● **DIRECTIONS FOR THIS TASK**
Answer these questions about the warrant adjustment provisions:
(a) To what precision does Section 3.1 calculate the number of shares of Common Stock?
(b) Shares issued under which sections are excluded in Section 3.2(a)?
(c) Under Section 3.2(a), which section is the reduction of the Common Stock Purchase Price made subject to?

--- Start PASSAGE PROVIDED ---

3. ADJUSTMENT OF COMMON STOCK PURCHASE PRICE AND WARRANT SHARES ISSUABLE UPON EXERCISE.
3.1 Adjustment of Number of Shares . Upon each adjustment of the Common Stock Purchase Price as a result of the calculations made in this Section 3, this Warrant shall thereafter evidence the right to receive, at the adjusted Common Stock Purchase Price, that number of shares of Common Stock (calculated to the nearest one-hundredth (.01) of a share) obtained by dividing (i) the product of the aggregate number of such shares covered by this Warrant immediately prior to such adjustment and the Common Stock Purchase Price in effect immediately prior to such adjustment of the Common Stock Purchase Price by (ii) the Common Stock Purchase Price in effect immediately after such adjustment of the Common Stock Purchase Price.
3.2 Adjustment of Purchase Price for New Issuances .
     (a)  Issuance of Additional Shares . If at any time or from time to time after the date hereof, the Company shall issue or sell Additional Shares of Common Stock (including Additional Shares of Common Stock deemed to be issued pursuant to Section 3.2(b) and excluding shares issued pursuant to Section 3.3 and 3.4) without consideration or for a consideration per share less than the Common Stock Purchase Price in effect immediately prior to such issue or sale (the “ New Issuance Price ”), then, and in each such case, subject to Section 3.8, the Common Stock Purchase Price shall be reduced concurrently with such issue or sale, to the applicable New Issuance Price.

--- End PASSAGE PROVIDED ---
--- Start RECORD LIST ---

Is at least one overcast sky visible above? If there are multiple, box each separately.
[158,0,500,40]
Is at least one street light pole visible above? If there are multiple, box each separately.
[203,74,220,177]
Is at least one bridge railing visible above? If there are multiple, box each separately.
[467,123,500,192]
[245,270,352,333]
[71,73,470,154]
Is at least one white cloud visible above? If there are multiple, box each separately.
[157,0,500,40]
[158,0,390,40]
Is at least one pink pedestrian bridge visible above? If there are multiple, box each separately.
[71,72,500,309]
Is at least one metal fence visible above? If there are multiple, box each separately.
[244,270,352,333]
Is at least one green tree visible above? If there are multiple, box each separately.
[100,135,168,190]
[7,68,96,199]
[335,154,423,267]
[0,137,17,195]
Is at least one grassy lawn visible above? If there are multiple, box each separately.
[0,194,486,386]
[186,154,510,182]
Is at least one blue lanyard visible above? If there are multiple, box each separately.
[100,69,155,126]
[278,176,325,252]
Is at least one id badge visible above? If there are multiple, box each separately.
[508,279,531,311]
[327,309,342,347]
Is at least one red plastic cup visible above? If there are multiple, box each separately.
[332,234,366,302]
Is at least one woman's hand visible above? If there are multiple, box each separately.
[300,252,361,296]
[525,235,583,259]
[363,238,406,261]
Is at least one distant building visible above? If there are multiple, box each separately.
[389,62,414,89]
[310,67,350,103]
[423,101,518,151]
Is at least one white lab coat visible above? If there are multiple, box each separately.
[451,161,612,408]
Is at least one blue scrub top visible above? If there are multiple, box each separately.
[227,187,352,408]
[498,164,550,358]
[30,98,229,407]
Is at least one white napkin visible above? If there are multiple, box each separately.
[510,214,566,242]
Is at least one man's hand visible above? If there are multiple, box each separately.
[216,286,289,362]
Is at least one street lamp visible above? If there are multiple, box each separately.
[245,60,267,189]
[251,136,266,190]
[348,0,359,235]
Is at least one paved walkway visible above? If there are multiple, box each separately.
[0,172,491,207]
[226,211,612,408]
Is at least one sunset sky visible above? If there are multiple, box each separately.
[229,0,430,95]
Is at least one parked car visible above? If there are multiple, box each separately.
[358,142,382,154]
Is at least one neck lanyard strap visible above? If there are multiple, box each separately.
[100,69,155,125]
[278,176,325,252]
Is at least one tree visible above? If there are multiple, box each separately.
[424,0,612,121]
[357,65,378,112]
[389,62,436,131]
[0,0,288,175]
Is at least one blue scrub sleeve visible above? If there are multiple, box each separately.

--- End RECORD LIST ---

● **TASK ANSWER**
(a) To the nearest one-hundredth (.01) of a share.
(b) Sections 3.3 and 3.4.
(c) Section 3.8.